Exercise> Copy the records below word for word, from the line with "Accessibility service: describe the position of halter" to the line with "20,91,152,193", including both of those lines.

Provided information>
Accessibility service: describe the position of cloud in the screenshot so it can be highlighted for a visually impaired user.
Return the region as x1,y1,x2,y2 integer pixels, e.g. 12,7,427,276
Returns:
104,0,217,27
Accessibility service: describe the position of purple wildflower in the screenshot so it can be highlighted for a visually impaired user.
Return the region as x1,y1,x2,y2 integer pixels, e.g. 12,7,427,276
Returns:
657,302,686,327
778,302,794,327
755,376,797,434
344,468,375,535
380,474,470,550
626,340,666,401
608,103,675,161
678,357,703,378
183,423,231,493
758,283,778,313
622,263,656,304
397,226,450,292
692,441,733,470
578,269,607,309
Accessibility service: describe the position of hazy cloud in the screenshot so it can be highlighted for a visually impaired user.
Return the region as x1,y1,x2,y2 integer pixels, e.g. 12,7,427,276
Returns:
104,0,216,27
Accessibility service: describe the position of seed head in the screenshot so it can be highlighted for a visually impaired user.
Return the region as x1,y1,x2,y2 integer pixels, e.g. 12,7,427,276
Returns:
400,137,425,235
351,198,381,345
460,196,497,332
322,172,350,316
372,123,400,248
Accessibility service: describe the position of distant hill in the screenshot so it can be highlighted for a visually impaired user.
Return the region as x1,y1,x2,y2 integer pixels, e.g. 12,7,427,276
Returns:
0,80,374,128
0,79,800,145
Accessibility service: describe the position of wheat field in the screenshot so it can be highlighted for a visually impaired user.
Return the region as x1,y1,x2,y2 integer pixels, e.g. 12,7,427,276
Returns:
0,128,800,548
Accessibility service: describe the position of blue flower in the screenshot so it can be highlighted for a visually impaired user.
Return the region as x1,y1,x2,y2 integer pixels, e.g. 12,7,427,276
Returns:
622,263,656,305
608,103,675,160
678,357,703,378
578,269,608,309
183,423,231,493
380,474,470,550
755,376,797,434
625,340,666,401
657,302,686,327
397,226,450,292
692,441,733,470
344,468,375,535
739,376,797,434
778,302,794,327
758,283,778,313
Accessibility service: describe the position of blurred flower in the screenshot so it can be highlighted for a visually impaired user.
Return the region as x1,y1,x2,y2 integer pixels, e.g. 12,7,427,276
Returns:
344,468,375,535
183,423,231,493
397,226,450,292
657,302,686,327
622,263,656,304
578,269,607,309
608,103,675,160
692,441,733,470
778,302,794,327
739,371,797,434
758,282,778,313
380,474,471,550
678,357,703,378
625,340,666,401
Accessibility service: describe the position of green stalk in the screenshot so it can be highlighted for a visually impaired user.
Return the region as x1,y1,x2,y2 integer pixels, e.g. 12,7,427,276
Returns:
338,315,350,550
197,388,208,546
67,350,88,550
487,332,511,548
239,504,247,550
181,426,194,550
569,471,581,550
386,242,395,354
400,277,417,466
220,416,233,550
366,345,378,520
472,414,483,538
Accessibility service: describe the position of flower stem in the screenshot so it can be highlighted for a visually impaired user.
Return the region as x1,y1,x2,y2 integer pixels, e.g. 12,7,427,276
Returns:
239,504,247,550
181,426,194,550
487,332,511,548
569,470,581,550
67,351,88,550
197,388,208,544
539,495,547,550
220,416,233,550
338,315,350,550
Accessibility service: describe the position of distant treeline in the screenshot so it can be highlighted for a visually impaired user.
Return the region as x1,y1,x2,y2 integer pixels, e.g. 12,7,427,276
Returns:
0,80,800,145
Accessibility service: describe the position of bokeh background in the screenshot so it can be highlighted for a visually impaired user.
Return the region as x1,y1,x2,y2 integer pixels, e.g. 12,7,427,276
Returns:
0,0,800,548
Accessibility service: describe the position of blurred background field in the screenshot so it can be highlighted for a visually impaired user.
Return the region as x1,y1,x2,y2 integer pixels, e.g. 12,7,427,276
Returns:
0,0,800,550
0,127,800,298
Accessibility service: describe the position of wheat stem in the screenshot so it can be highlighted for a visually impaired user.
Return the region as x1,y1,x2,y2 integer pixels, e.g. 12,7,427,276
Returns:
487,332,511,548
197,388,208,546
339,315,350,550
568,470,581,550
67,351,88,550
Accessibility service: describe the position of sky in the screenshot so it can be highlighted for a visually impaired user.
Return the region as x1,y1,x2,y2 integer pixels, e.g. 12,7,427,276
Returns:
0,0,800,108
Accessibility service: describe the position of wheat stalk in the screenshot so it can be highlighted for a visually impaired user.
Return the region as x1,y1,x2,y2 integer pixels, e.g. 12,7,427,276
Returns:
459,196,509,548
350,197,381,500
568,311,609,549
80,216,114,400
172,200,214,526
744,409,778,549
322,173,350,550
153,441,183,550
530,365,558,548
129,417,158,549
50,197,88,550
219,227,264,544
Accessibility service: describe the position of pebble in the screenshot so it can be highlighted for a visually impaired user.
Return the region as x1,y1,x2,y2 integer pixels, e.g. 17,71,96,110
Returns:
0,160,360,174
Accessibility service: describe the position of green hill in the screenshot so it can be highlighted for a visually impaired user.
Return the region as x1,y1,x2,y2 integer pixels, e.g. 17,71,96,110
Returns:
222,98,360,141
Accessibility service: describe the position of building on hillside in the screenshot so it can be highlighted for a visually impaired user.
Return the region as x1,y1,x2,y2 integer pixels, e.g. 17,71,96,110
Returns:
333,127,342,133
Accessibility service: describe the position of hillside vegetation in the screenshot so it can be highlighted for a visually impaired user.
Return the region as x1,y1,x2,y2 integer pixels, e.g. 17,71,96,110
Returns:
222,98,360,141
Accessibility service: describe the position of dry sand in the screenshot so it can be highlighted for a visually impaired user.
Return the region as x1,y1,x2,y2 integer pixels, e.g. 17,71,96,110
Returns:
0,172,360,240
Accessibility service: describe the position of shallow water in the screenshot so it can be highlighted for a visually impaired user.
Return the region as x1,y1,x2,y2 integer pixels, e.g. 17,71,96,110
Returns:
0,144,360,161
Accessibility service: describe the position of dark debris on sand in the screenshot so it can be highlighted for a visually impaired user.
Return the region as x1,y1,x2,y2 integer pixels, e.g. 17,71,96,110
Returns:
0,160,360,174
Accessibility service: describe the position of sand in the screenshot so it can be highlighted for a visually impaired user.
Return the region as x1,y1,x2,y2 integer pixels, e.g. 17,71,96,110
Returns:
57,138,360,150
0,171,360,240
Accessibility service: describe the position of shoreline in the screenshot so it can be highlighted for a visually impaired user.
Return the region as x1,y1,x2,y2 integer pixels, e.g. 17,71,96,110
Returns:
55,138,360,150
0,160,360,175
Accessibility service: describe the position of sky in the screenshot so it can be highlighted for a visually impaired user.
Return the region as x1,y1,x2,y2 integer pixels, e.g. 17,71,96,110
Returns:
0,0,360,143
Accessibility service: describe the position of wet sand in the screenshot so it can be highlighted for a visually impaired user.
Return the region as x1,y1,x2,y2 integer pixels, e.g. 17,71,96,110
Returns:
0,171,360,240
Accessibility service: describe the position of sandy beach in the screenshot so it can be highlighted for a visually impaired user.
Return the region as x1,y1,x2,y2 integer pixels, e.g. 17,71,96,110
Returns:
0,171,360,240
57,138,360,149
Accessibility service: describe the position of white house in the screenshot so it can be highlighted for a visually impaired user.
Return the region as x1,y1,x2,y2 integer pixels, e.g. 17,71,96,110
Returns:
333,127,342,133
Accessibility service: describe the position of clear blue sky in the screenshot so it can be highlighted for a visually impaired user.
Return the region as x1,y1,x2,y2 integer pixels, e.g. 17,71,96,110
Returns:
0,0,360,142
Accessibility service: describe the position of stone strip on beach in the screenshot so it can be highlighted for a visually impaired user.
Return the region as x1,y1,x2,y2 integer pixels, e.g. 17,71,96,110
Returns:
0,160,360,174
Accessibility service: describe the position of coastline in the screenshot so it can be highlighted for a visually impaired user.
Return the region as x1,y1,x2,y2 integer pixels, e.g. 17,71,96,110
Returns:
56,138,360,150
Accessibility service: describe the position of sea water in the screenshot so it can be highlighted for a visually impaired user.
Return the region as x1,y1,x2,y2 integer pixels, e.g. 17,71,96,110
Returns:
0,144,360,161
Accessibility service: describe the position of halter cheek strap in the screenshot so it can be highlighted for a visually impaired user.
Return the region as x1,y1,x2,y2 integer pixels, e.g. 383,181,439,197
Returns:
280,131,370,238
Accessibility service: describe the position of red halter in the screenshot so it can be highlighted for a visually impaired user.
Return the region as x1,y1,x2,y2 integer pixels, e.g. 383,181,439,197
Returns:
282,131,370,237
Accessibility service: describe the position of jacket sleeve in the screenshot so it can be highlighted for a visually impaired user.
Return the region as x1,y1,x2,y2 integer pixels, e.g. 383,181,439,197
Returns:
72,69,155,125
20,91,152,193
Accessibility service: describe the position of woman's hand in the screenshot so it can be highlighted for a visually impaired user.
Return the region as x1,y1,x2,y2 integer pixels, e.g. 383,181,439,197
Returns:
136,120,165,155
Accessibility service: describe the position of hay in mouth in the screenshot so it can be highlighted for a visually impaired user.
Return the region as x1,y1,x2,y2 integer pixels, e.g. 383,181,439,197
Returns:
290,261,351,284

Reply>
Accessibility service: describe the position of halter cheek strap in the screenshot so it can be highlighted for a visually impaired user.
Return the region as x1,y1,x2,y2 integer pixels, e.g. 383,181,439,197
Returns:
280,131,370,238
Accessibility service: describe the position of red halter in the screenshot so it can be highlighted for a visually impaired user.
Return the region as x1,y1,x2,y2 integer pixels, e.g. 383,181,439,197
Returns:
282,131,370,237
Accessibility service: describe the position of jacket sleeve in the screenshot so it can be highlighted for a visually impaired user.
Return the region as x1,y1,x2,y2 integer pixels, e.g. 383,181,439,197
Returns:
72,69,155,125
20,91,152,193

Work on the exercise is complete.